[Point-based annotation data]
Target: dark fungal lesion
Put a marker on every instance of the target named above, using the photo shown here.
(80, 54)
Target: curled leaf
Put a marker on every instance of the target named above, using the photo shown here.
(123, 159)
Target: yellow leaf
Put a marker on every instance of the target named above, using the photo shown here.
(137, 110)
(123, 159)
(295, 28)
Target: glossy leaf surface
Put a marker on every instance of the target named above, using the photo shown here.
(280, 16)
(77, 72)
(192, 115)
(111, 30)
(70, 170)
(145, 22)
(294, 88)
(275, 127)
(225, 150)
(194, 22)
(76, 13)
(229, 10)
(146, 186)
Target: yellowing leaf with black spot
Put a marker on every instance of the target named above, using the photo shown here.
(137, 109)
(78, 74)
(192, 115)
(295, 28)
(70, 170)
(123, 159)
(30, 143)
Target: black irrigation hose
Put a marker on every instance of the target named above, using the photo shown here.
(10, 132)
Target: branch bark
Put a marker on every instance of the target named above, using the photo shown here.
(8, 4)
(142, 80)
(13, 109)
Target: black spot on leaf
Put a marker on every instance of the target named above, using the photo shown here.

> What is asked
Write out the data above word for word, from the line that contains "Target: yellowing leaf with black spot" through the last line.

> Written reply
Target: yellowing leaf with black spot
Put a marker on every instance of the target named above, using the photo shown here.
(137, 109)
(78, 74)
(192, 115)
(295, 28)
(70, 170)
(123, 159)
(30, 143)
Target: black irrigation hose
Put a marker on every instance of the target named above, using the photo shown here.
(10, 132)
Target: branch bark
Put a marker on every instance of the target named above, using the photo shown here.
(8, 4)
(142, 80)
(13, 109)
Target: black spot on leaf
Put a marker on every instance of the target named above, using the photo shown here.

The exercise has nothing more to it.